Your instructions:
Word for word, retype every entry in the listing.

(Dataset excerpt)

________________________

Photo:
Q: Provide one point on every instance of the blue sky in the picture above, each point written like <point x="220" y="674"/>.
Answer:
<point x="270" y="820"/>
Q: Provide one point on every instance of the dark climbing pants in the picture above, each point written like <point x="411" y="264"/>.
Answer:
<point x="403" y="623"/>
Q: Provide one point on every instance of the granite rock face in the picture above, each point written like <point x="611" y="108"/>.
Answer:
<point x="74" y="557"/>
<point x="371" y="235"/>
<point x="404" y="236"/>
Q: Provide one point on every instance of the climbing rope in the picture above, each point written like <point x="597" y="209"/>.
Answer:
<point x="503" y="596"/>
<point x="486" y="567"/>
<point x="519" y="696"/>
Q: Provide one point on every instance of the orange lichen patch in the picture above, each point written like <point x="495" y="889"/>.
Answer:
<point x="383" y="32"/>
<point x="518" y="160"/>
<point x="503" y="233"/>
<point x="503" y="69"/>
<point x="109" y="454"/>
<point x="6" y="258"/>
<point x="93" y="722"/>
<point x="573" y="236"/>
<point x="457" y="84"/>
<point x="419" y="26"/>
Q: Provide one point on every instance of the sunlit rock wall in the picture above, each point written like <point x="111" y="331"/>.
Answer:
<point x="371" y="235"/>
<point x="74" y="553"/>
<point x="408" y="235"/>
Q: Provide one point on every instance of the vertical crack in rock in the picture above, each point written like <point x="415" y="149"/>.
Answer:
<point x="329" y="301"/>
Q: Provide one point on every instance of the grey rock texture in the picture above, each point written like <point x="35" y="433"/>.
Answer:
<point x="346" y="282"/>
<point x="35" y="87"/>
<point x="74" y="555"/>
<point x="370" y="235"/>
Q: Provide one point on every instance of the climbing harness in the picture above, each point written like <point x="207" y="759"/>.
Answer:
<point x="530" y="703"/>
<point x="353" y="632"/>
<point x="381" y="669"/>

________________________

Written answer:
Photo:
Q: Provide one point on every instance of the blue sky in the picture above, each point written like <point x="220" y="674"/>.
Answer:
<point x="270" y="820"/>
Q: Provide one point on every instance of the dark climbing pants in the picture above, each point written like <point x="411" y="264"/>.
Answer:
<point x="403" y="623"/>
Q: Provide one point on every instance of the granite rock face in the picture above, each point written like <point x="611" y="108"/>.
Answer:
<point x="74" y="557"/>
<point x="371" y="235"/>
<point x="404" y="236"/>
Q: Provide one point on every instance of the climbing rope in the picture above, each point written like <point x="597" y="209"/>.
Answer:
<point x="503" y="596"/>
<point x="486" y="567"/>
<point x="519" y="696"/>
Q: Provide one point on every instance of the orange lichen patch in the picture above, each point written like <point x="495" y="889"/>.
Answer:
<point x="383" y="32"/>
<point x="518" y="160"/>
<point x="503" y="233"/>
<point x="503" y="69"/>
<point x="109" y="454"/>
<point x="6" y="258"/>
<point x="93" y="722"/>
<point x="573" y="236"/>
<point x="457" y="84"/>
<point x="419" y="26"/>
Q: Provide one point on every instance of the sunlit rock wall in the picture above, each point written like <point x="111" y="331"/>.
Answer:
<point x="371" y="235"/>
<point x="74" y="553"/>
<point x="408" y="235"/>
Q: Provide one point on every instance of the vertical crack in rock in the picture above, each point written like <point x="415" y="149"/>.
Answer:
<point x="329" y="301"/>
Q: Provide one point on every instance of the grey rock texture in the picture above, each point written like <point x="35" y="433"/>.
Answer:
<point x="346" y="282"/>
<point x="35" y="87"/>
<point x="74" y="555"/>
<point x="370" y="235"/>
Q: Provide one point on every instance of the climbing harness in the picture above, each point written like <point x="207" y="759"/>.
Answer:
<point x="530" y="703"/>
<point x="353" y="632"/>
<point x="381" y="669"/>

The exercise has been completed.